-- List of tasks --
#1 For each statement below, say whether it agrees with the account of the Franklin birthday celebration and quote the words that decide it: (a) The morning lectures were held at the American Philosophical Society. (b) The writer got to enjoy a session of 13 toasts. (c) Franklin was born in Philadelphia.
#2 List every essayist whom the account of the Franklin birthday celebration names as a contributor to the collection Benjamin Franklin's Intellectual World.

-- Document segment --
[Start]

Last Friday I had an unusual experience–the chance to celebrate Ben Franklin’s birthday in Philadelphia.

Franklin was born in January 1706 in Boston, but of course he’s most associated with Philadelphia. Every year, the city celebrates Franklin’s life.

This year I was able to attend due to the generosity of Paul Kerry and his affiliated research center. It was quite an experience.

The day’s theme was built around the idea of Franklin as a diplomat.

The morning began with two lectures on Franklin’s diplomacy, held at the American Philosophical Society, which Franklin had helped found. Bruce Kuklick of the University of Pennsylvania suggested that Franklin’s diplomacy blended two streams: idealistic, republican values of openness and diplomacy as serving the entire nation on one-hand and a soft realism that looked to national self-interest. Kuklick suggested that the nation stumbled in the twentieth century when idealistic aims in diplomacy overshadowed and blinded the country to realistic interests. Kuklick handled the past-to-present connections with a pretty deft touch, I thought.

The other lecture was delivered by a scholar of contemporary foreign relations, Edward Turzanski, who drew a few small principles from Franklin’s life before launching into a much more concerted focus on present global realities.

My first observation was that, strangely, the other two significant diplomats from the Revolutionary War–John Adams and John Jay–didn’t get much recognition.

My second was that it’s very difficult to move from historical reflection to contemporary application. Most of the questions from the non-scholarly audience seemed to center around “What would Ben Franklin have thought about this or that contemporary event?” For many, Franklin seemed disconnected from his historical time and place and could offer support for whatever the questioner happened to like in the present.

After the seminar, participants were invited to a procession from the Society to lay a wreath on Franklin’s grave. As an historian, I’ve often read of parades in the streets of Philadelphia–I can now claim to have marched in one. (I was hoping for a session of 13 toasts, which could be reproduced in the newspaper, but was disappointed.) At the grave, we were also introduced to the Franklin reenactor, who would also feature in the rest of the program.

After the procession, we were able to attend a luncheon. The Franklin Society invited former ambassador Jon Huntsman to deliver a key-note address. The talk was rather forgettable, since it still carried traces of all of Huntsman’s stock lines from his recent presidential campaign.

Still, it was an enjoyable day since I got to interact with several scholars and was also able to see Paul Kerry’s recent collection of essays Benjamin Franklin’s Intellectual World. This volume contains essays by Michael Zuckerman, Carla Mulford, Simon Newman, and Lorraine Pangle, among others. It looks to be a great reflection on intellectual currents in the founding era.

Further, it pushed me to think more about connections of past and present and how to communicate this to people who might want to brandish Franklin or any of the other founders as a talisman for a preferred policy.

[End]

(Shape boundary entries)
[Start]

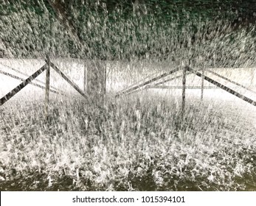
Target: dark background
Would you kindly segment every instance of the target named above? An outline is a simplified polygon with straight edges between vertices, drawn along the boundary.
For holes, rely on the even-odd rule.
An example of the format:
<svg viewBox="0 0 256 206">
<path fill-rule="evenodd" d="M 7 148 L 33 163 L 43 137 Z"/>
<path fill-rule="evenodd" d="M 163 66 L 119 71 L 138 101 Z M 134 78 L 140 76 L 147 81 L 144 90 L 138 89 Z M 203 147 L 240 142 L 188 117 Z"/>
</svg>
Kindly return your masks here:
<svg viewBox="0 0 256 206">
<path fill-rule="evenodd" d="M 239 29 L 254 26 L 256 19 L 255 0 L 62 1 L 66 15 L 84 46 L 81 51 L 61 24 L 56 27 L 57 13 L 48 1 L 0 1 L 0 39 L 9 51 L 1 49 L 1 56 L 11 54 L 16 57 L 36 57 L 49 53 L 101 60 L 166 57 L 170 49 L 162 49 L 165 45 L 157 41 L 157 37 L 163 33 L 171 35 L 165 32 L 170 24 L 176 24 L 179 33 L 192 22 L 189 38 L 195 43 L 198 43 L 195 38 L 199 20 L 224 21 L 229 32 L 230 28 L 239 32 Z M 125 25 L 122 29 L 122 25 Z M 204 26 L 204 32 L 208 34 L 211 29 L 219 29 L 219 26 Z M 142 28 L 146 28 L 146 32 Z M 186 46 L 186 40 L 178 41 Z"/>
</svg>

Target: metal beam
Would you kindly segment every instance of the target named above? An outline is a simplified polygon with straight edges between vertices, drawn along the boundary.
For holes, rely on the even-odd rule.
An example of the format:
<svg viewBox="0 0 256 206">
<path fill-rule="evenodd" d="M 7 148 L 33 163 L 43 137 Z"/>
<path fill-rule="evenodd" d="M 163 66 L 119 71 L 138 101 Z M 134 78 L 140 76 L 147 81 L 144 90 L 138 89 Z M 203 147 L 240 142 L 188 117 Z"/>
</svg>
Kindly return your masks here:
<svg viewBox="0 0 256 206">
<path fill-rule="evenodd" d="M 88 96 L 81 90 L 80 88 L 72 80 L 69 79 L 55 64 L 52 62 L 45 60 L 46 63 L 48 63 L 58 74 L 59 74 L 62 78 L 63 78 L 70 85 L 73 87 L 80 95 L 85 98 L 88 98 Z"/>
<path fill-rule="evenodd" d="M 194 71 L 193 69 L 192 69 L 190 68 L 188 68 L 187 70 L 194 73 L 196 76 L 198 76 L 199 77 L 202 77 L 201 73 L 199 73 L 196 71 Z M 255 101 L 253 101 L 252 99 L 236 92 L 235 90 L 233 90 L 229 88 L 228 87 L 224 86 L 224 85 L 213 80 L 212 79 L 211 79 L 211 78 L 210 78 L 205 75 L 204 76 L 204 79 L 205 80 L 208 81 L 209 82 L 216 85 L 217 87 L 219 87 L 220 88 L 227 91 L 228 93 L 230 93 L 231 94 L 235 95 L 235 96 L 240 98 L 241 99 L 242 99 L 242 100 L 243 100 L 243 101 L 245 101 L 245 102 L 248 102 L 248 103 L 249 103 L 254 106 L 256 106 L 256 102 Z"/>
<path fill-rule="evenodd" d="M 40 74 L 44 72 L 46 68 L 47 68 L 47 65 L 45 64 L 41 68 L 39 68 L 37 71 L 35 71 L 33 74 L 32 74 L 30 77 L 26 79 L 22 83 L 18 85 L 13 90 L 12 90 L 10 92 L 9 92 L 2 98 L 1 98 L 0 106 L 4 104 L 6 102 L 7 102 L 10 99 L 11 99 L 13 96 L 15 96 L 17 93 L 18 93 L 21 89 L 23 89 L 28 84 L 30 84 L 33 79 L 35 79 Z"/>
<path fill-rule="evenodd" d="M 156 86 L 155 85 L 153 85 L 146 86 L 145 89 L 182 89 L 182 86 Z M 198 90 L 201 89 L 201 86 L 186 86 L 186 89 Z M 204 86 L 204 89 L 219 89 L 219 88 L 213 86 Z"/>
<path fill-rule="evenodd" d="M 4 65 L 4 64 L 2 64 L 2 63 L 0 63 L 0 65 L 3 65 L 3 66 L 4 66 L 4 67 L 6 67 L 6 68 L 7 68 L 11 69 L 11 70 L 13 70 L 13 71 L 17 72 L 18 74 L 22 74 L 22 75 L 24 75 L 24 76 L 26 76 L 27 78 L 28 77 L 30 77 L 30 75 L 28 75 L 27 74 L 26 74 L 26 73 L 24 73 L 24 72 L 22 72 L 22 71 L 18 71 L 18 69 L 15 69 L 15 68 L 12 68 L 12 67 L 10 67 L 10 66 L 9 66 L 9 65 Z M 13 77 L 13 78 L 15 78 L 15 77 Z M 22 78 L 21 78 L 21 79 L 22 79 Z M 21 81 L 24 81 L 24 80 L 21 80 Z M 34 79 L 34 81 L 35 81 L 35 82 L 38 82 L 38 83 L 45 85 L 45 82 L 44 82 L 43 81 L 40 81 L 39 79 Z M 61 93 L 61 91 L 60 91 L 59 89 L 56 88 L 55 87 L 51 86 L 51 88 L 52 88 L 52 89 L 55 89 L 55 90 L 60 91 L 60 92 Z"/>
<path fill-rule="evenodd" d="M 149 80 L 148 80 L 148 81 L 146 81 L 145 82 L 142 82 L 142 83 L 141 83 L 139 85 L 135 85 L 134 87 L 132 87 L 131 88 L 129 88 L 128 90 L 119 92 L 117 94 L 115 95 L 115 97 L 119 97 L 121 95 L 128 93 L 132 92 L 132 91 L 134 91 L 134 90 L 135 90 L 136 89 L 139 89 L 139 88 L 142 88 L 142 87 L 144 87 L 145 85 L 148 85 L 148 84 L 152 83 L 152 82 L 155 82 L 155 81 L 156 81 L 158 79 L 162 79 L 162 78 L 163 78 L 165 77 L 167 77 L 168 75 L 170 75 L 172 74 L 174 74 L 174 73 L 177 72 L 179 70 L 179 68 L 173 69 L 173 70 L 172 70 L 172 71 L 170 71 L 169 72 L 164 73 L 164 74 L 161 74 L 160 76 L 154 77 L 154 78 L 153 78 L 151 79 L 149 79 Z"/>
<path fill-rule="evenodd" d="M 20 81 L 22 81 L 22 82 L 25 80 L 25 79 L 21 78 L 21 77 L 17 77 L 17 76 L 15 76 L 15 75 L 11 74 L 9 74 L 9 73 L 5 72 L 5 71 L 0 71 L 0 74 L 4 74 L 4 75 L 5 75 L 5 76 L 12 77 L 12 78 L 13 78 L 13 79 L 16 79 L 20 80 Z M 33 83 L 33 82 L 30 82 L 30 84 L 32 85 L 34 85 L 34 86 L 35 86 L 35 87 L 38 87 L 38 88 L 39 88 L 45 89 L 45 87 L 44 87 L 44 86 L 40 85 L 38 85 L 38 84 L 35 84 L 35 83 Z M 52 90 L 52 89 L 50 89 L 49 90 L 50 90 L 50 92 L 52 92 L 52 93 L 55 93 L 64 95 L 62 92 L 56 91 L 56 90 Z"/>
<path fill-rule="evenodd" d="M 208 71 L 208 72 L 210 72 L 210 73 L 212 73 L 212 74 L 214 74 L 214 75 L 215 75 L 215 76 L 217 76 L 217 77 L 221 77 L 221 78 L 222 78 L 222 79 L 225 79 L 225 80 L 226 80 L 226 81 L 228 81 L 228 82 L 231 82 L 231 83 L 232 83 L 232 84 L 235 84 L 235 85 L 238 85 L 238 86 L 240 86 L 240 87 L 241 87 L 241 88 L 244 88 L 244 89 L 246 89 L 246 90 L 249 90 L 249 91 L 251 91 L 251 92 L 252 92 L 252 93 L 256 93 L 255 91 L 254 91 L 254 90 L 249 89 L 249 88 L 247 88 L 247 87 L 246 87 L 246 86 L 243 86 L 243 85 L 241 85 L 241 84 L 239 84 L 239 83 L 237 83 L 237 82 L 234 82 L 234 81 L 232 81 L 232 80 L 231 80 L 231 79 L 228 79 L 228 78 L 226 78 L 226 77 L 223 77 L 223 76 L 221 76 L 221 74 L 217 74 L 217 73 L 215 73 L 215 72 L 214 72 L 214 71 L 212 71 L 207 70 L 207 71 Z"/>
</svg>

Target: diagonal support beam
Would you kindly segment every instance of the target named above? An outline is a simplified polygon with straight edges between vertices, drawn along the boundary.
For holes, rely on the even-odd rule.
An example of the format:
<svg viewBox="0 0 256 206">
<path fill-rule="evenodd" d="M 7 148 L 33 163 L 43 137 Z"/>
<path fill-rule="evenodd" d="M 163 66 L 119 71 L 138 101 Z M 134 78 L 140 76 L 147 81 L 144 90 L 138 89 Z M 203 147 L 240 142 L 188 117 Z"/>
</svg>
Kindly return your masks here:
<svg viewBox="0 0 256 206">
<path fill-rule="evenodd" d="M 1 98 L 0 99 L 0 106 L 4 104 L 6 102 L 7 102 L 10 99 L 11 99 L 13 96 L 15 96 L 17 93 L 18 93 L 21 90 L 22 90 L 24 87 L 26 87 L 28 84 L 30 84 L 33 79 L 35 79 L 40 74 L 44 72 L 47 68 L 47 65 L 45 64 L 41 68 L 39 68 L 37 71 L 35 71 L 33 74 L 32 74 L 30 77 L 26 79 L 22 83 L 15 87 L 13 90 L 6 94 L 4 96 Z"/>
<path fill-rule="evenodd" d="M 18 71 L 18 69 L 15 69 L 15 68 L 12 68 L 12 67 L 10 67 L 10 66 L 9 66 L 9 65 L 4 65 L 4 64 L 2 64 L 2 63 L 0 63 L 0 65 L 3 65 L 3 66 L 4 66 L 4 67 L 6 67 L 6 68 L 7 68 L 11 69 L 11 70 L 14 71 L 15 72 L 17 72 L 18 74 L 22 74 L 22 75 L 25 76 L 27 78 L 28 77 L 30 77 L 30 75 L 28 75 L 27 74 L 26 74 L 26 73 L 24 73 L 24 72 L 22 72 L 22 71 Z M 15 78 L 15 77 L 13 77 L 13 78 Z M 18 78 L 19 78 L 19 77 L 18 77 Z M 15 79 L 17 79 L 17 78 L 15 78 Z M 20 79 L 22 79 L 22 78 L 20 78 Z M 21 80 L 21 81 L 24 81 L 24 80 Z M 38 83 L 45 85 L 45 82 L 44 82 L 43 81 L 40 81 L 39 79 L 34 79 L 34 81 L 35 81 L 35 82 L 38 82 Z M 52 88 L 52 89 L 55 90 L 59 91 L 59 92 L 61 93 L 61 90 L 60 90 L 59 89 L 55 88 L 54 86 L 51 86 L 51 88 Z"/>
<path fill-rule="evenodd" d="M 234 81 L 232 81 L 232 80 L 231 80 L 231 79 L 228 79 L 228 78 L 226 78 L 226 77 L 223 77 L 223 76 L 221 76 L 221 75 L 220 75 L 220 74 L 217 74 L 217 73 L 215 73 L 215 72 L 214 72 L 214 71 L 210 71 L 210 70 L 207 70 L 207 71 L 208 72 L 212 73 L 212 74 L 214 74 L 214 75 L 218 77 L 221 77 L 221 78 L 222 78 L 222 79 L 225 79 L 225 80 L 226 80 L 226 81 L 228 81 L 228 82 L 229 82 L 234 84 L 234 85 L 238 85 L 238 86 L 239 86 L 239 87 L 241 87 L 242 88 L 244 88 L 244 89 L 248 90 L 249 90 L 249 91 L 251 91 L 251 92 L 252 92 L 252 93 L 256 93 L 256 92 L 255 92 L 254 90 L 249 89 L 249 88 L 247 88 L 247 87 L 246 87 L 246 86 L 243 86 L 243 85 L 241 85 L 241 84 L 239 84 L 239 83 L 237 83 L 237 82 L 234 82 Z"/>
<path fill-rule="evenodd" d="M 22 82 L 24 82 L 24 81 L 25 80 L 25 79 L 21 78 L 21 77 L 17 77 L 17 76 L 15 76 L 15 75 L 11 74 L 9 74 L 9 73 L 5 72 L 5 71 L 0 71 L 0 74 L 4 74 L 4 75 L 7 76 L 7 77 L 12 77 L 12 78 L 13 78 L 13 79 L 16 79 L 20 80 L 20 81 L 22 81 Z M 34 86 L 35 86 L 35 87 L 38 87 L 38 88 L 39 88 L 45 89 L 45 87 L 44 87 L 44 86 L 42 86 L 42 85 L 38 85 L 38 84 L 36 84 L 36 83 L 33 83 L 33 82 L 30 82 L 30 84 L 32 85 L 34 85 Z M 57 94 L 64 95 L 63 93 L 59 92 L 59 91 L 56 91 L 56 90 L 52 90 L 52 89 L 50 89 L 49 90 L 50 90 L 51 92 L 55 93 L 57 93 Z"/>
<path fill-rule="evenodd" d="M 48 63 L 58 74 L 59 74 L 62 78 L 63 78 L 70 85 L 73 87 L 80 95 L 85 98 L 88 98 L 87 95 L 72 80 L 69 79 L 54 63 L 50 61 L 45 60 L 46 63 Z"/>
<path fill-rule="evenodd" d="M 188 68 L 187 70 L 191 71 L 191 72 L 193 72 L 193 73 L 194 73 L 196 76 L 198 76 L 199 77 L 202 77 L 201 73 L 199 73 L 199 72 L 198 72 L 196 71 L 194 71 L 193 69 L 192 69 L 190 68 Z M 238 93 L 238 92 L 236 92 L 235 90 L 233 90 L 229 88 L 228 87 L 224 86 L 224 85 L 222 85 L 222 84 L 221 84 L 221 83 L 213 80 L 211 78 L 209 78 L 208 77 L 207 77 L 205 75 L 204 76 L 204 79 L 205 80 L 208 81 L 209 82 L 216 85 L 217 87 L 219 87 L 220 88 L 227 91 L 228 93 L 230 93 L 231 94 L 235 95 L 235 96 L 240 98 L 241 99 L 242 99 L 242 100 L 243 100 L 243 101 L 245 101 L 245 102 L 248 102 L 248 103 L 249 103 L 249 104 L 252 104 L 254 106 L 256 106 L 256 102 L 255 101 L 253 101 L 252 99 L 249 99 L 249 98 L 248 98 L 248 97 L 246 97 L 246 96 L 243 96 L 243 95 Z"/>
<path fill-rule="evenodd" d="M 119 97 L 121 95 L 129 93 L 130 92 L 132 92 L 132 91 L 134 91 L 134 90 L 135 90 L 136 89 L 139 89 L 139 88 L 141 88 L 142 87 L 148 85 L 148 84 L 152 83 L 152 82 L 155 82 L 155 81 L 156 81 L 158 79 L 162 79 L 163 77 L 167 77 L 168 75 L 170 75 L 172 74 L 174 74 L 174 73 L 177 72 L 179 70 L 179 68 L 177 68 L 173 69 L 173 70 L 172 70 L 172 71 L 170 71 L 169 72 L 164 73 L 164 74 L 161 74 L 160 76 L 158 76 L 158 77 L 154 77 L 154 78 L 153 78 L 151 79 L 149 79 L 149 80 L 148 80 L 148 81 L 146 81 L 145 82 L 142 82 L 142 83 L 141 83 L 141 84 L 139 84 L 138 85 L 132 87 L 131 88 L 129 88 L 129 89 L 125 90 L 124 91 L 119 92 L 117 94 L 115 95 L 115 97 Z"/>
<path fill-rule="evenodd" d="M 189 74 L 191 74 L 191 73 L 187 74 L 187 76 L 189 75 Z M 176 76 L 176 77 L 172 77 L 172 78 L 170 78 L 170 79 L 163 80 L 163 81 L 162 81 L 162 82 L 157 82 L 156 84 L 154 84 L 154 85 L 156 85 L 156 86 L 157 86 L 157 85 L 162 85 L 162 84 L 164 84 L 164 83 L 170 82 L 170 81 L 172 81 L 172 80 L 174 80 L 174 79 L 178 79 L 178 78 L 182 77 L 182 76 L 183 76 L 183 75 L 178 75 L 178 76 Z"/>
</svg>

[End]

-- Solutions to the exercise --
#1
(a) Yes: "held at the American Philosophical Society, which Franklin had helped found"
(b) No: "I was hoping for a session of 13 toasts, which could be reproduced in the newspaper, but was disappointed."
(c) No: "Franklin was born in January 1706 in Boston"

#2 Michael Zuckerman, Carla Mulford, Simon Newman, Lorraine Pangle